── Records supplied

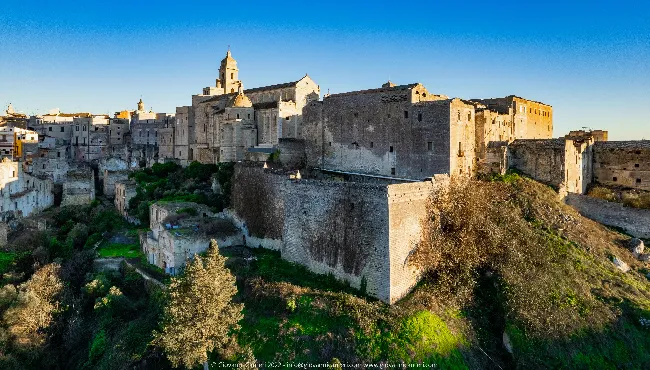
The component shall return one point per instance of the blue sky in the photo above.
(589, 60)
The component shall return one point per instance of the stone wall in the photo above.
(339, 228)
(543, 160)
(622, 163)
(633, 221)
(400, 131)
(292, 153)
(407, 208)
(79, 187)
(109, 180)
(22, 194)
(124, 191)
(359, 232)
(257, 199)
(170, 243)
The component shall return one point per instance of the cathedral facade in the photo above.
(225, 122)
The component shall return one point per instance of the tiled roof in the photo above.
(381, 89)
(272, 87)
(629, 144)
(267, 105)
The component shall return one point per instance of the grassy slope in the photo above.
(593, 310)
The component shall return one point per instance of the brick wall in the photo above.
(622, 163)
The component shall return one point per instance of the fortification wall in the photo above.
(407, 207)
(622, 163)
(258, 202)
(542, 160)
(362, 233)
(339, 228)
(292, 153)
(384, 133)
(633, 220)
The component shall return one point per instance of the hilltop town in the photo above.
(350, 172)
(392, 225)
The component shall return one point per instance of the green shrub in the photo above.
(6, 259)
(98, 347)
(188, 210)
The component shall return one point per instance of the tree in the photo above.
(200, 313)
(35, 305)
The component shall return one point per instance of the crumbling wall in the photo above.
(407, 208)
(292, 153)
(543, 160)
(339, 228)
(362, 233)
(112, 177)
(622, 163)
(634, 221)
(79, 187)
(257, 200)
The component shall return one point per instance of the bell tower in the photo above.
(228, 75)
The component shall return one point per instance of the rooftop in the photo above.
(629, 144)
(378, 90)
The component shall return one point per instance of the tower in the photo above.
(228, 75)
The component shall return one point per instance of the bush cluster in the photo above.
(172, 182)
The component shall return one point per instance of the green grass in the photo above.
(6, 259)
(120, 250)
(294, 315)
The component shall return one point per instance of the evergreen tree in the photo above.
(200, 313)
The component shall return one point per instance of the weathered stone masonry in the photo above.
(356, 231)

────
── Records supplied

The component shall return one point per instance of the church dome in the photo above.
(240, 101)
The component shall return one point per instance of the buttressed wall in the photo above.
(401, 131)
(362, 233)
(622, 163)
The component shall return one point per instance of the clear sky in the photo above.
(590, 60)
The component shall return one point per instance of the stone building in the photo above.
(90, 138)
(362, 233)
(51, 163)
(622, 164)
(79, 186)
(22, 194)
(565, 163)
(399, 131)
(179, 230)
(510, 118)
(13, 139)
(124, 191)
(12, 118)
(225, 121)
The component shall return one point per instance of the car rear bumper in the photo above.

────

> _Work required_
The lines above starting at the one that contains "The component shall return one point per instance of the clear" and ending at the one that contains "The component shall return one point per instance of the car" must be transcribed exactly, and no other lines may appear.

> _Answer box_
The component shall return one point per instance of the clear sky in the photo above.
(590, 60)
The component shall return one point per instance of the stone building in the photo above.
(90, 138)
(362, 233)
(51, 163)
(622, 164)
(79, 186)
(22, 194)
(565, 163)
(399, 131)
(179, 230)
(510, 118)
(13, 139)
(124, 191)
(12, 118)
(225, 121)
The component shall return one point per instance of the car rear bumper in the photo above.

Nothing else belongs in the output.